Filter the records below, keeping only the lines that contain the string "planter". Copy each of those lines unchanged, in the order they appear.

====== Data in this exercise

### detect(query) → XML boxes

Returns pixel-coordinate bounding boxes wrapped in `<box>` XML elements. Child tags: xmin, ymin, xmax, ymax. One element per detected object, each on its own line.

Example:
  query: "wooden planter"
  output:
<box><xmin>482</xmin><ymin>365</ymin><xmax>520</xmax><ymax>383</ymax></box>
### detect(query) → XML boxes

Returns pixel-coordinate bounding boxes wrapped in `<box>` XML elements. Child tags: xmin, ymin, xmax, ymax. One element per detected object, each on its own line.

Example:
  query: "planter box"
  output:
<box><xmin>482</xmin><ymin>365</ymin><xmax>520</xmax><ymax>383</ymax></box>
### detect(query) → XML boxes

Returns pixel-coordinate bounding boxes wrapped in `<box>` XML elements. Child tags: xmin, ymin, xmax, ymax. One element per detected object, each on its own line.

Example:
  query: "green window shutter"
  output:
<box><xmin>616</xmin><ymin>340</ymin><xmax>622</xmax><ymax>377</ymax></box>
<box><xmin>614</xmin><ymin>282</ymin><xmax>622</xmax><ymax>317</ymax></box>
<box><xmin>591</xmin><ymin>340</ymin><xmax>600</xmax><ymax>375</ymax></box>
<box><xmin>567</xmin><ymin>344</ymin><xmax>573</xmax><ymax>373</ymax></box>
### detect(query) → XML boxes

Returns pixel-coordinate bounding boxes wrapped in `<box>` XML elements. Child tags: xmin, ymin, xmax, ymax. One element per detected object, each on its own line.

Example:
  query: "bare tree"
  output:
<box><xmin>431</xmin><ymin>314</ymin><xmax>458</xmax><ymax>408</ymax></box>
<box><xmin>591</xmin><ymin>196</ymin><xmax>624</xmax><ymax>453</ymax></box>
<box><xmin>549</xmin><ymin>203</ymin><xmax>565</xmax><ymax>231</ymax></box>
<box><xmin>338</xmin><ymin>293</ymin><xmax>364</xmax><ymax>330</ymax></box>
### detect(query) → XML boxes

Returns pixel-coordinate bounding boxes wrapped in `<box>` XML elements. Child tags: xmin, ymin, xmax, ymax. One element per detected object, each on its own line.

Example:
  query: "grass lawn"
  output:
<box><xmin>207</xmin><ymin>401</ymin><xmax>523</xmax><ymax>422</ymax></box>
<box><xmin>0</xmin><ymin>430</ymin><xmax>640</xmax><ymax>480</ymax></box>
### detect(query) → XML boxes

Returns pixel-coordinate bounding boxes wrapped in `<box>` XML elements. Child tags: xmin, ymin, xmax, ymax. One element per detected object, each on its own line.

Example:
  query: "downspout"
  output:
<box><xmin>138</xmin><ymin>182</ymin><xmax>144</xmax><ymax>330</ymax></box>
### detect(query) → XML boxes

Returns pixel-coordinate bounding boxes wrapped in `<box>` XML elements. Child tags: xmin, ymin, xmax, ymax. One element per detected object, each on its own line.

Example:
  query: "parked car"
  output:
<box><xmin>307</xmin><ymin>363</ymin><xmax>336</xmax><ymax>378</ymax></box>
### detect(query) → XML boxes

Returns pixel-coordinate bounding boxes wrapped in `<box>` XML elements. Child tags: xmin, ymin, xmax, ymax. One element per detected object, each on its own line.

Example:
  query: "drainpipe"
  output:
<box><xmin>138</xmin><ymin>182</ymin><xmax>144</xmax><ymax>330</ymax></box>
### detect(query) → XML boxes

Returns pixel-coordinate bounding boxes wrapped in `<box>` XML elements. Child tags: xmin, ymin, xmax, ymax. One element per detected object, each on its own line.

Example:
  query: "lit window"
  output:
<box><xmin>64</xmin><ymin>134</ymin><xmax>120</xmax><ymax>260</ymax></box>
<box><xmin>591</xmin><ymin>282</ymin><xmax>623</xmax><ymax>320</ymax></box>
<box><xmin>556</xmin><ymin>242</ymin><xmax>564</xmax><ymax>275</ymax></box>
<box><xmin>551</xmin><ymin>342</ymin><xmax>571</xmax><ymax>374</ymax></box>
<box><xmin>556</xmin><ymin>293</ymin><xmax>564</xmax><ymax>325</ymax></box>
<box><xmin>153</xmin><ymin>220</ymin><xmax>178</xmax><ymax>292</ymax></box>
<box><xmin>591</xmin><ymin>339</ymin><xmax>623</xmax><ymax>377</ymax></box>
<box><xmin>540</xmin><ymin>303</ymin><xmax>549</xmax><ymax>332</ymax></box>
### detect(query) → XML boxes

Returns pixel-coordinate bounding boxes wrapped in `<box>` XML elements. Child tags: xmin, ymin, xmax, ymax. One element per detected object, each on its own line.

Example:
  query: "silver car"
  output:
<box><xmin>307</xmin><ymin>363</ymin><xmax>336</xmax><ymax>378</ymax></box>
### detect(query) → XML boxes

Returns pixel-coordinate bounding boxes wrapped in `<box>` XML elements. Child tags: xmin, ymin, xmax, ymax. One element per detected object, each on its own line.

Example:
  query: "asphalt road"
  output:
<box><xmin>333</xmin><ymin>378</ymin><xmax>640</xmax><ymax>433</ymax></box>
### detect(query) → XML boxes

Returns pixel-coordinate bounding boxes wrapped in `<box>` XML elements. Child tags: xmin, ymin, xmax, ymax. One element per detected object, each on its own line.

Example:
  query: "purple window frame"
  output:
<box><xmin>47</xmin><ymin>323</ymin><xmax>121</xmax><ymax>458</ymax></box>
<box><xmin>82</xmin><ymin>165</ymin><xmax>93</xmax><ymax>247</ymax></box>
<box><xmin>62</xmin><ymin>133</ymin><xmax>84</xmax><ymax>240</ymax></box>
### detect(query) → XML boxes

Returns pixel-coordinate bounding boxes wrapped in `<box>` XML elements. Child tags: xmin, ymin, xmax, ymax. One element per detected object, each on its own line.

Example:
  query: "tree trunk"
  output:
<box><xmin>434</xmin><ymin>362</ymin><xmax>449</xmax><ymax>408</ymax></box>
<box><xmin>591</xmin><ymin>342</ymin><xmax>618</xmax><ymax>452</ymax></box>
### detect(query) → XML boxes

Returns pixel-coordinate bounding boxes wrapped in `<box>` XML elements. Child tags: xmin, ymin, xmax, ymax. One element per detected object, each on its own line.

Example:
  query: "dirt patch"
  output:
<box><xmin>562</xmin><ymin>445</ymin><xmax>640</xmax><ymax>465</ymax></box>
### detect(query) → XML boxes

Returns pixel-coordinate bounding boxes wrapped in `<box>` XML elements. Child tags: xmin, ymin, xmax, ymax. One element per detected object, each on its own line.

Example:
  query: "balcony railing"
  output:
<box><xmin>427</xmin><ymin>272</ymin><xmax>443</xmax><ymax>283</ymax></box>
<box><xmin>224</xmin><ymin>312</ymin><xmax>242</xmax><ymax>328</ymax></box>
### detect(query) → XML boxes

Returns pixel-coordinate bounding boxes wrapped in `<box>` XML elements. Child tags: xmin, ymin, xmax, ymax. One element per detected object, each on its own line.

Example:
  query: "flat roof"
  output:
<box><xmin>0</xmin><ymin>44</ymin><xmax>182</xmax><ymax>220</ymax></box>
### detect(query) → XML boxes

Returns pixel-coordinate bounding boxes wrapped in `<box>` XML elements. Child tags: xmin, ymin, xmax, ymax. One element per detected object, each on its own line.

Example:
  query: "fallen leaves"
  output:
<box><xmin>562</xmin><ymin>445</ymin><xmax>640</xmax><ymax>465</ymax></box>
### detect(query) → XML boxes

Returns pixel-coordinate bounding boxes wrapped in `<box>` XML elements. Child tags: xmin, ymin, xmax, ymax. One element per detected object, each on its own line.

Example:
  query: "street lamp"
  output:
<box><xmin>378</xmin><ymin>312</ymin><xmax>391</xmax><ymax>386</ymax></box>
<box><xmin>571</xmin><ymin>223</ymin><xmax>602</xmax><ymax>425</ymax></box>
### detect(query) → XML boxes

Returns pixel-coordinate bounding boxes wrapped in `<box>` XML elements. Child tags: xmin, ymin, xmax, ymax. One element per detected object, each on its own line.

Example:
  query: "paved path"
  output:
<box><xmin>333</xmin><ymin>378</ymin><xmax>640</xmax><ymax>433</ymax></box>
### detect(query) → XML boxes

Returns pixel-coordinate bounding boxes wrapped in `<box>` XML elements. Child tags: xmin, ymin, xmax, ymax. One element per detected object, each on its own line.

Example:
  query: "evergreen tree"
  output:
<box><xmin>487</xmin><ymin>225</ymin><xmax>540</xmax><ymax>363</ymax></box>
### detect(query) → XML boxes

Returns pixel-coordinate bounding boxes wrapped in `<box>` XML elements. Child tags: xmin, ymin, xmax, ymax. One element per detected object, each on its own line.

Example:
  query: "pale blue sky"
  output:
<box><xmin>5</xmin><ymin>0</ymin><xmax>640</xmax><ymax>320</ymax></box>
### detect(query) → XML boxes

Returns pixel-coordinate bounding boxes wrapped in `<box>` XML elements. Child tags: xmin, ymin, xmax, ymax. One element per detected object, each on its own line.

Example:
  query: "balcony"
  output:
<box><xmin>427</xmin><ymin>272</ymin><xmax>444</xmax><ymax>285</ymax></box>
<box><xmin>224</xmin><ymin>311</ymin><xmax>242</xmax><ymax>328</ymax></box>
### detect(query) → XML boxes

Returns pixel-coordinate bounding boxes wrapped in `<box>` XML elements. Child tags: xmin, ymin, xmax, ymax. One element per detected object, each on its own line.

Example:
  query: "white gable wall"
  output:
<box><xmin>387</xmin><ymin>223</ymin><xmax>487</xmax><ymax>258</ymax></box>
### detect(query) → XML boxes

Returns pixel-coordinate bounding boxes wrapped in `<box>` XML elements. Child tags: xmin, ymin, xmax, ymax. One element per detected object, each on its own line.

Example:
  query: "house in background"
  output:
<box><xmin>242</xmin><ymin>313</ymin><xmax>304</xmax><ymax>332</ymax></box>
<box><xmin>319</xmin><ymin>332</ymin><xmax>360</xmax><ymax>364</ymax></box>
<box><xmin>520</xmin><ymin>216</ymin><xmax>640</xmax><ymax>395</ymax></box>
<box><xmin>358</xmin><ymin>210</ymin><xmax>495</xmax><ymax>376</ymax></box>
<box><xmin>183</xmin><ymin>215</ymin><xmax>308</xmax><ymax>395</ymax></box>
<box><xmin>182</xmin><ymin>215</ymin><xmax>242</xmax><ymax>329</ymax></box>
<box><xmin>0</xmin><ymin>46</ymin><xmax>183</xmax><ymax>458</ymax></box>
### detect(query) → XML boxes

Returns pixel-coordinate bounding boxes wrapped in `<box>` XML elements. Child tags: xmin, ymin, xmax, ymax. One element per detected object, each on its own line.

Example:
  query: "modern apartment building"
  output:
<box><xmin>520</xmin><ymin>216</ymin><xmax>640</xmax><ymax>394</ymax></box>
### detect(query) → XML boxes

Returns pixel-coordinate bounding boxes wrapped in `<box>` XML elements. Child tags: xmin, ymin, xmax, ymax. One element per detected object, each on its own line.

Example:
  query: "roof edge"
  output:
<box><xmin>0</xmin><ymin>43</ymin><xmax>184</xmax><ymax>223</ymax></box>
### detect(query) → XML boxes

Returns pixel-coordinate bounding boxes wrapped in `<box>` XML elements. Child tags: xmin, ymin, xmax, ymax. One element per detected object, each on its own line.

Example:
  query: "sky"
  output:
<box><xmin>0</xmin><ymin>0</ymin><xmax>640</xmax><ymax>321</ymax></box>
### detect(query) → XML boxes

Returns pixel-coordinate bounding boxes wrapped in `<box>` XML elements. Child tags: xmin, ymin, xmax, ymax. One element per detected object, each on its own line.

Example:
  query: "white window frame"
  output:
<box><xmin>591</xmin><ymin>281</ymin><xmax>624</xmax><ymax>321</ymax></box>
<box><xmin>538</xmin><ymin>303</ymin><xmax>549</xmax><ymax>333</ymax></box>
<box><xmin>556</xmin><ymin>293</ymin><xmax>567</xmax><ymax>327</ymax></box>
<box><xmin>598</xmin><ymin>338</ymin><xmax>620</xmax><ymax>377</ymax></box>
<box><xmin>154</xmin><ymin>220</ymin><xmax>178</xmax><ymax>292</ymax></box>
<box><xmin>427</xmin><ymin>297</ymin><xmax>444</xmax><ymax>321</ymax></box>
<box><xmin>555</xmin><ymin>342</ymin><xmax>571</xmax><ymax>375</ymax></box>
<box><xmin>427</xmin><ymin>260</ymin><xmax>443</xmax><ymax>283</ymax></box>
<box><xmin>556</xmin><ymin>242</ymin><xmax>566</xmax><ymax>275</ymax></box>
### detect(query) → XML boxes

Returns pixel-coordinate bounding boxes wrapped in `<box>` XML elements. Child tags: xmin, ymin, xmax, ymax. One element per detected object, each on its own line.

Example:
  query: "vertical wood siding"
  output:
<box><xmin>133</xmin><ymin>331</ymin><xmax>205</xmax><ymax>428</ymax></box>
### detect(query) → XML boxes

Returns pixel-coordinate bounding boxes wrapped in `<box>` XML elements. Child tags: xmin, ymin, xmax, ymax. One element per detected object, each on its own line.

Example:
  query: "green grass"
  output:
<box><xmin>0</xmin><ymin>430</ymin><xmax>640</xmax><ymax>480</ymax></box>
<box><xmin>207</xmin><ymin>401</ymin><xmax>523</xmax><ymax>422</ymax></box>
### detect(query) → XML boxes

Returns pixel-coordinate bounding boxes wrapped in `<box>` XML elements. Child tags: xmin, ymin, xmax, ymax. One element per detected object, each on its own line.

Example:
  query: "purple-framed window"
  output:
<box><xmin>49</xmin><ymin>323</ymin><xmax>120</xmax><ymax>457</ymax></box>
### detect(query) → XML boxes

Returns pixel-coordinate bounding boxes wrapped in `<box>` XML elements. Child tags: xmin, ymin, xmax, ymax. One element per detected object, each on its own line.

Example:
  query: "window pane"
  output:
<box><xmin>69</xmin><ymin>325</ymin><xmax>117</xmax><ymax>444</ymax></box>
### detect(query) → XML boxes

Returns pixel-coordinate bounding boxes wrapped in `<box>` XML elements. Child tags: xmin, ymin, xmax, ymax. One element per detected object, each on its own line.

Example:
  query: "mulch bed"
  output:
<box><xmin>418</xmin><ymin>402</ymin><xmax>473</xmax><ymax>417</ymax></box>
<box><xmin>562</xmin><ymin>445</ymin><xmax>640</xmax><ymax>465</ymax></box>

============

** Complete output **
  query: "wooden planter"
  query: "planter box"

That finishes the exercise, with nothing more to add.